(Recorded data)
§

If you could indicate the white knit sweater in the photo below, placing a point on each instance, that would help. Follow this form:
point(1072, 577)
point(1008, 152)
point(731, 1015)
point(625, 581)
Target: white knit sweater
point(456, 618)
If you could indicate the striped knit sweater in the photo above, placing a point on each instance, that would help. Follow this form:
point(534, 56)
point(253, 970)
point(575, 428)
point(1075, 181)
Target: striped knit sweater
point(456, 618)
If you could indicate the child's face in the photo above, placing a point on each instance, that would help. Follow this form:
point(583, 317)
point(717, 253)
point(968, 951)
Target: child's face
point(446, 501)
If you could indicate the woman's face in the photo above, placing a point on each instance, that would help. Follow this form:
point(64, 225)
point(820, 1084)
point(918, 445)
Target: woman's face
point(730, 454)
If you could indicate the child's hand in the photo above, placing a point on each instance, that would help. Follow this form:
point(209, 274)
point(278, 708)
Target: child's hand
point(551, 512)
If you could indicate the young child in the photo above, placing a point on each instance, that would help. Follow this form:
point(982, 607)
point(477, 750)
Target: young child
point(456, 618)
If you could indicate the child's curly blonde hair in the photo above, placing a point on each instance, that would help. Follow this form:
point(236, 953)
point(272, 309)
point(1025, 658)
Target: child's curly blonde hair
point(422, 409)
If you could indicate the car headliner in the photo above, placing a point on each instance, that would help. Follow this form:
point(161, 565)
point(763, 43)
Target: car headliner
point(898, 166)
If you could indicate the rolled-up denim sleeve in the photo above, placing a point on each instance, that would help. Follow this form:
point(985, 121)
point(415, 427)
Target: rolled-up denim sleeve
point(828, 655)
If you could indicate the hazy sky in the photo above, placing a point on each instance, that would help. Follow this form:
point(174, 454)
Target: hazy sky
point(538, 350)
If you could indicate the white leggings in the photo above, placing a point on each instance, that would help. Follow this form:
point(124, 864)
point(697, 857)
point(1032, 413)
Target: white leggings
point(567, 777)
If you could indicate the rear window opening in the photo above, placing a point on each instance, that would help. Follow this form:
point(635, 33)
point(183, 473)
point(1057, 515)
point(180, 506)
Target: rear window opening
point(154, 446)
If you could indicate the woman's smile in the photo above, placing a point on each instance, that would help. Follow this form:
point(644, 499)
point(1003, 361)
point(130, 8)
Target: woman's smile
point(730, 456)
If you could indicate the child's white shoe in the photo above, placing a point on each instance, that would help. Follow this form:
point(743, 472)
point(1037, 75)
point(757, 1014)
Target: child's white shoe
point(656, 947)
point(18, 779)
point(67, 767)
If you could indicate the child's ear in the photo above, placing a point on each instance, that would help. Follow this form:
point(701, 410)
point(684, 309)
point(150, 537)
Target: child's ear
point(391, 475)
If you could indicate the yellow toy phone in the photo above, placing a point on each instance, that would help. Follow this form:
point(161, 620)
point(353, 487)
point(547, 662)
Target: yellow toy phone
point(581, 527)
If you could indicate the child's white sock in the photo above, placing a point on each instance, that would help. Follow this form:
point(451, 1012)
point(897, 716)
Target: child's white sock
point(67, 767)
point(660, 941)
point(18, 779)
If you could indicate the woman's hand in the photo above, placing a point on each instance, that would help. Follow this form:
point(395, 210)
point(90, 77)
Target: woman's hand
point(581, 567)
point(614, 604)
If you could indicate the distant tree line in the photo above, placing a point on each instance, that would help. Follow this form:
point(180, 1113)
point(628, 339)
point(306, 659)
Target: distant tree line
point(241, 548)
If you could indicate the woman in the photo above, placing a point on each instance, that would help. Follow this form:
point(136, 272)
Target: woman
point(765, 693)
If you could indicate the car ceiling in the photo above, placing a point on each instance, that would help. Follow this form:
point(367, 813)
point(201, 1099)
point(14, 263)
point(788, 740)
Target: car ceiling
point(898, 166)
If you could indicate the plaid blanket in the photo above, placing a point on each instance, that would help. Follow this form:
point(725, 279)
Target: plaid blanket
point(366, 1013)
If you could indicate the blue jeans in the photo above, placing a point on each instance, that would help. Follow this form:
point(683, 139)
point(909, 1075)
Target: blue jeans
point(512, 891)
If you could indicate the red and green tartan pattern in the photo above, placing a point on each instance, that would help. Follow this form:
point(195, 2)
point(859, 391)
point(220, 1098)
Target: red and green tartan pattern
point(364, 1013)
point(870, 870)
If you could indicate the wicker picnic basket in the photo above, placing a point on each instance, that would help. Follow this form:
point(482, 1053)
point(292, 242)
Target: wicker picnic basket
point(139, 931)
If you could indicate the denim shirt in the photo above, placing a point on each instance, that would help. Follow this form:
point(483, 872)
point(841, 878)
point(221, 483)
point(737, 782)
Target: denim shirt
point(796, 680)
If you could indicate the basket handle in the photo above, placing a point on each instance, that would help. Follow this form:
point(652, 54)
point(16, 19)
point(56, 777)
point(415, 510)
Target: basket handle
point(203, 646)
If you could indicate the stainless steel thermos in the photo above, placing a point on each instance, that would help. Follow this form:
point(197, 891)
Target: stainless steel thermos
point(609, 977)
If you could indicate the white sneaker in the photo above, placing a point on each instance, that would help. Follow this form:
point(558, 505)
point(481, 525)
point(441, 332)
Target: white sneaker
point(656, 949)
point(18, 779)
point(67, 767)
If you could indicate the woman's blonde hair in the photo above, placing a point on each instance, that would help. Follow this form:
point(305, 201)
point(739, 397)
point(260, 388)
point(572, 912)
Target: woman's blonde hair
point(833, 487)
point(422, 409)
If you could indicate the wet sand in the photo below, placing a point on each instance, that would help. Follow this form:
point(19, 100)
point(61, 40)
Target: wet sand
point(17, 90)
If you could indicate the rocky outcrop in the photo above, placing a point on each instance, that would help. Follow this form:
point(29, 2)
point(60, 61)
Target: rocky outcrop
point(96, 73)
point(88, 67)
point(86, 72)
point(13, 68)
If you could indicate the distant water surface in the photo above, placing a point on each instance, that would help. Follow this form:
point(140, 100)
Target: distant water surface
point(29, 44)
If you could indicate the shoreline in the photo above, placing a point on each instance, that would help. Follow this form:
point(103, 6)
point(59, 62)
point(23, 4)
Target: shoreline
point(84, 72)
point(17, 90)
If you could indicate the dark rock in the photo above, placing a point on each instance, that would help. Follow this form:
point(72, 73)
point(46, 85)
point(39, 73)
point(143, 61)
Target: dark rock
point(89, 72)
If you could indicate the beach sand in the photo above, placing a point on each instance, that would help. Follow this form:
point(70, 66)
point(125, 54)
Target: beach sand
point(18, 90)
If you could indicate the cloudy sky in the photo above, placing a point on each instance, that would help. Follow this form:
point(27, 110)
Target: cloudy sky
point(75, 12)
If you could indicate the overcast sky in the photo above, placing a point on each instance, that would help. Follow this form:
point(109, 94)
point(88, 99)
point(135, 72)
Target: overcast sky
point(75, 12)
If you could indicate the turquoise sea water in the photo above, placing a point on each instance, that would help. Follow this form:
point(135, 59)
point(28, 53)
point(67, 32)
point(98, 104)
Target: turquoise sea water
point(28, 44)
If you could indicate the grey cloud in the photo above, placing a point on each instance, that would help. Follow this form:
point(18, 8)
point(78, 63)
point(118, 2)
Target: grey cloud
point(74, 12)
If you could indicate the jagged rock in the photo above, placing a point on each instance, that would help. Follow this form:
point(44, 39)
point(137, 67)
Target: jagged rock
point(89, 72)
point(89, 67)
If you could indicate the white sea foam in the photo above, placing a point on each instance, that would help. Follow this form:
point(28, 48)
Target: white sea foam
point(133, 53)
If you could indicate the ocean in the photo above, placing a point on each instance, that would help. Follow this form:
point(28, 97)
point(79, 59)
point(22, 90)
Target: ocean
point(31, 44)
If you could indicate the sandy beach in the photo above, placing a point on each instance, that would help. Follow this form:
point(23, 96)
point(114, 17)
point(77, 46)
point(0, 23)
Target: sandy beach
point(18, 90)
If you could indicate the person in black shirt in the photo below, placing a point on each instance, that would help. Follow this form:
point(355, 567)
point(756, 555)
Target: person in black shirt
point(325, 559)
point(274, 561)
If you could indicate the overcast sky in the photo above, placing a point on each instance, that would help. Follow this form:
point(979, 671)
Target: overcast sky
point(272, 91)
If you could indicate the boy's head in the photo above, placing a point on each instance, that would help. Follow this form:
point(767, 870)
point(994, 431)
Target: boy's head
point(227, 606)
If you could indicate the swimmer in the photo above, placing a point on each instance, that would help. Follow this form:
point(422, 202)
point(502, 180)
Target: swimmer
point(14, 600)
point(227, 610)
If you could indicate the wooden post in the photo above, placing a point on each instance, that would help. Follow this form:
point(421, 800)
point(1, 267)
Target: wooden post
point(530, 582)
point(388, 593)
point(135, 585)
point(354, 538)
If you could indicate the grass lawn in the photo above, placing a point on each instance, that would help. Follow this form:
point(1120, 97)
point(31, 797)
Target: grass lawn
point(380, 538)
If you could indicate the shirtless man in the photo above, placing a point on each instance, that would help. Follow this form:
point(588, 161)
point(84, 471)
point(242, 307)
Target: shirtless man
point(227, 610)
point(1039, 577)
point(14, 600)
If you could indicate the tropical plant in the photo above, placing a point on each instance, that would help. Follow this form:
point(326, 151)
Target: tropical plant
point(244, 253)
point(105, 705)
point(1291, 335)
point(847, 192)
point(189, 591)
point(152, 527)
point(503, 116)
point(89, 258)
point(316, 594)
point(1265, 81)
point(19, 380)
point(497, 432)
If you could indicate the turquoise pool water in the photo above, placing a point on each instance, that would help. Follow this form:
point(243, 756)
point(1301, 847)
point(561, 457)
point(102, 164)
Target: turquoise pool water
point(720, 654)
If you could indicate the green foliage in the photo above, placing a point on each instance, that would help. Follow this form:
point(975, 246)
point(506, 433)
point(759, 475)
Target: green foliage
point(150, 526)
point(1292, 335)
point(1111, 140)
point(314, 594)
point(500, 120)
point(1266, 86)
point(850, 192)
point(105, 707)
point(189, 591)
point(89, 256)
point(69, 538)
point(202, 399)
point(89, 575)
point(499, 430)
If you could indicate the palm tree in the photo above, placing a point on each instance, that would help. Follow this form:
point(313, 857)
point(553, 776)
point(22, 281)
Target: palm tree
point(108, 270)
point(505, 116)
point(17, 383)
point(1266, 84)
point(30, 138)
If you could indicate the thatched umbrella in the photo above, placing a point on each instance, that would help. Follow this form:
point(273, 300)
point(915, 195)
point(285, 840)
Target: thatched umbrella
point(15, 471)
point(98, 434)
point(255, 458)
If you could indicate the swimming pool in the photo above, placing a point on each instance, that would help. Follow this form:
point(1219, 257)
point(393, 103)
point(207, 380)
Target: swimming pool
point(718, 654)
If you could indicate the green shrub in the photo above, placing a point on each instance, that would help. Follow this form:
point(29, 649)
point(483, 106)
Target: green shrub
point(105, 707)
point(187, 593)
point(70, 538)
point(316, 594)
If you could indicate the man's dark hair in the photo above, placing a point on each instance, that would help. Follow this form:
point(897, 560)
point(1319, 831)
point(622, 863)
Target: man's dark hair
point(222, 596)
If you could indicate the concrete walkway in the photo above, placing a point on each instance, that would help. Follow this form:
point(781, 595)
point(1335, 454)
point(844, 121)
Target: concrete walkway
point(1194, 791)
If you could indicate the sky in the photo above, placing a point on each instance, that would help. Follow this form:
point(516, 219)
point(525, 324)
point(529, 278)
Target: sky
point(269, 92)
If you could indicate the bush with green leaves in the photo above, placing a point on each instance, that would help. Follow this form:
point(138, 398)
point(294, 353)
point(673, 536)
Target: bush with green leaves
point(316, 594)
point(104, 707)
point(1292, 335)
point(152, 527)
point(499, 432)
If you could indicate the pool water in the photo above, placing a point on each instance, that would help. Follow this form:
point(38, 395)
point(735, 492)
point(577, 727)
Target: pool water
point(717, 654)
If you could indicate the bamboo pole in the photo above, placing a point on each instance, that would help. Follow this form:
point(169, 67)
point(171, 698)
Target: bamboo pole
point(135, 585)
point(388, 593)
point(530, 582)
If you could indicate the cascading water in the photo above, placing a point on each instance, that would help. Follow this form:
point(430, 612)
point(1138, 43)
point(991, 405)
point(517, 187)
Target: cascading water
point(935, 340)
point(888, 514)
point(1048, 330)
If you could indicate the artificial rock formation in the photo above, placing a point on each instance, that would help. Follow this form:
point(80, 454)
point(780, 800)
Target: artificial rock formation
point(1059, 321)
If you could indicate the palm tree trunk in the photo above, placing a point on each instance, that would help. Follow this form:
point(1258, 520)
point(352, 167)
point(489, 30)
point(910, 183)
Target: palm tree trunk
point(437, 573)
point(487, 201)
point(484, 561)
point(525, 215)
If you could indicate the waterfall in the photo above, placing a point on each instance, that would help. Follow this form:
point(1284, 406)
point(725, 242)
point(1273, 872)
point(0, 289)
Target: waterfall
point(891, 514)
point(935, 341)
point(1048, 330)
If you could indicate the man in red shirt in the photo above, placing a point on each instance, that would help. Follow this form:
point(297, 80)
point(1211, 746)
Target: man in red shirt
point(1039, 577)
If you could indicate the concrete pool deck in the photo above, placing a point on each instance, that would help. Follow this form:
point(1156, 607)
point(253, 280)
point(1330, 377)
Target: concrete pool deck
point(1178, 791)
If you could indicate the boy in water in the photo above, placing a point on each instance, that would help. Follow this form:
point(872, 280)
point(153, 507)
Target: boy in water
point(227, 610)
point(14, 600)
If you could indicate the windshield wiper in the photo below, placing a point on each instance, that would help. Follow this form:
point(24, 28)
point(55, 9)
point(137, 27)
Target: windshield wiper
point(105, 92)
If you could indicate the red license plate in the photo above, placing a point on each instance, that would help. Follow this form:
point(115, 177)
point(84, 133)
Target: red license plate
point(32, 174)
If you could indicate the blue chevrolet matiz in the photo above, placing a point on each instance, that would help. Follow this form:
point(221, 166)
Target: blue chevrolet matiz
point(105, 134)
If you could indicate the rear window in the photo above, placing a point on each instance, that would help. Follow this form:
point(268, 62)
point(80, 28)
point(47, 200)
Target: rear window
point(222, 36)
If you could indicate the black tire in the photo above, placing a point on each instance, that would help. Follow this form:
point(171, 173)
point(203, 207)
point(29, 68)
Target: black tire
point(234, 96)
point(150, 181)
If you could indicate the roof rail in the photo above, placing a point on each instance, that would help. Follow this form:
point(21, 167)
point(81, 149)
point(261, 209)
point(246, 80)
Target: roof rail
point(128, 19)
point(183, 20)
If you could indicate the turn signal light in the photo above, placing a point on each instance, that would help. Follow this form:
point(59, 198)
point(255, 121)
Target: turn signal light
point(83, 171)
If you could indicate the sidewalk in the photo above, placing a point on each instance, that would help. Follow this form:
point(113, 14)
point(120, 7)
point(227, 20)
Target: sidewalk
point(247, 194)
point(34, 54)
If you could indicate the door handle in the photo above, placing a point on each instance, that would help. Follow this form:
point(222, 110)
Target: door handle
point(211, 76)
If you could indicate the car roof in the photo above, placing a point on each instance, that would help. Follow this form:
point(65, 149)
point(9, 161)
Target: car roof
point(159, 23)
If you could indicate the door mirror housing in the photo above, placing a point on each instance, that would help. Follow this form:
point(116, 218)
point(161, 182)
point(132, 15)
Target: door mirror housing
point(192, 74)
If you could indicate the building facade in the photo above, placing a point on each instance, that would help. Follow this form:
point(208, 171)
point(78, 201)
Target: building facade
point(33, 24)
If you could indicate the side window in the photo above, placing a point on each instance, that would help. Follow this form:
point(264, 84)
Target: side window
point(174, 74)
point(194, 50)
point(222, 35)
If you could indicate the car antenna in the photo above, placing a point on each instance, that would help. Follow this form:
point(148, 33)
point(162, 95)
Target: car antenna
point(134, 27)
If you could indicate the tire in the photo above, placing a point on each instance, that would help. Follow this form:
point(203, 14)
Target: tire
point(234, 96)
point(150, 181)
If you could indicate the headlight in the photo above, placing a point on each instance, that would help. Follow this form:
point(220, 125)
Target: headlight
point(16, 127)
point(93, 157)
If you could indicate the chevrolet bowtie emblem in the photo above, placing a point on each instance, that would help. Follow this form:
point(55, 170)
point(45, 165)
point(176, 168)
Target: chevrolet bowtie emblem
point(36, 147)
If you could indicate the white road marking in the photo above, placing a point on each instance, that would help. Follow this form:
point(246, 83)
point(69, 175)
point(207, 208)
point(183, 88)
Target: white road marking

§

## Written task
Present the records from the line containing "If you could indicate the car headliner" up to and including the line containing "point(828, 655)" as a Markdown table with the columns No. and Line, one row per line, omitting blank lines.

## Full response
| No. | Line |
|---|---|
| 1 | If you could indicate the car headliner in the photo above, placing a point on each instance, that would help. Follow this form: |
| 2 | point(161, 565) |
| 3 | point(763, 43) |
| 4 | Target: car headliner |
| 5 | point(898, 166) |
| 6 | If you could indicate the rolled-up denim sleeve in the photo above, placing a point on each instance, that would help. Follow this form: |
| 7 | point(985, 121) |
| 8 | point(415, 427) |
| 9 | Target: rolled-up denim sleeve |
| 10 | point(828, 655) |